• Written problem
Count the lines in the rows below that contain the string "young", and reply with only that number.

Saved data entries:
----------------
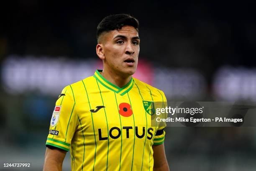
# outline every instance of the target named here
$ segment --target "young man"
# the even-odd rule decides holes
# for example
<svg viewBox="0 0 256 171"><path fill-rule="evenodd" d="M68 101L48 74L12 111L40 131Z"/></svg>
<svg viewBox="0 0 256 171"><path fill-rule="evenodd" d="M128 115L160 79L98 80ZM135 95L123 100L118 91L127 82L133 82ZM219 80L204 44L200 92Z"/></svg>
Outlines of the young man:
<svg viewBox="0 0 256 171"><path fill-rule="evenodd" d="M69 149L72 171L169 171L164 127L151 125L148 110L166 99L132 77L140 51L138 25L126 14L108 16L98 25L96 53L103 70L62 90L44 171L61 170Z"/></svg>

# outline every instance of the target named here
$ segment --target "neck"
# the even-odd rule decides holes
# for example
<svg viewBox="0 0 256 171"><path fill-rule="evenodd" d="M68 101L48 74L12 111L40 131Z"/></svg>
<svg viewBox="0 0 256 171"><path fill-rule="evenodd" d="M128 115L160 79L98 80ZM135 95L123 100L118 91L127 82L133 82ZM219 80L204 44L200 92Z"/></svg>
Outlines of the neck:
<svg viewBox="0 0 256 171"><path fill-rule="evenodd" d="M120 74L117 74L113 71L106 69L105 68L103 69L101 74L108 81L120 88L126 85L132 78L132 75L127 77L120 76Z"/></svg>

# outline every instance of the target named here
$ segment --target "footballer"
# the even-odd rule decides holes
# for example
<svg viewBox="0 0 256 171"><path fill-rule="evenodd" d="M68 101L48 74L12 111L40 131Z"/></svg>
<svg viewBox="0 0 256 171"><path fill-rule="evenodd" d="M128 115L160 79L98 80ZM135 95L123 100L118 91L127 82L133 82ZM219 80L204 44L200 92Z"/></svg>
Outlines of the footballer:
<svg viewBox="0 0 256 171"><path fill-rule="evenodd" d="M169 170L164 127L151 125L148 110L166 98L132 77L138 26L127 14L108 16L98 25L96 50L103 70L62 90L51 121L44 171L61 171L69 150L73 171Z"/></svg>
----------------
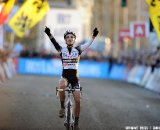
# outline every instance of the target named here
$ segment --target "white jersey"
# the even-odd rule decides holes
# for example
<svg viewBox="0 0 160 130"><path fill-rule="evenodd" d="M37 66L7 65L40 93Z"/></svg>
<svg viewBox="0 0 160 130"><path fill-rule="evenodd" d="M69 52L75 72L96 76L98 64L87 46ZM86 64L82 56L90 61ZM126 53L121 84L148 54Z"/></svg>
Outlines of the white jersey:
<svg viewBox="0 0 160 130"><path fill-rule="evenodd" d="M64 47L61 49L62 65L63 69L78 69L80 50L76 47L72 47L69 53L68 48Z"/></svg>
----------------
• Complete response
2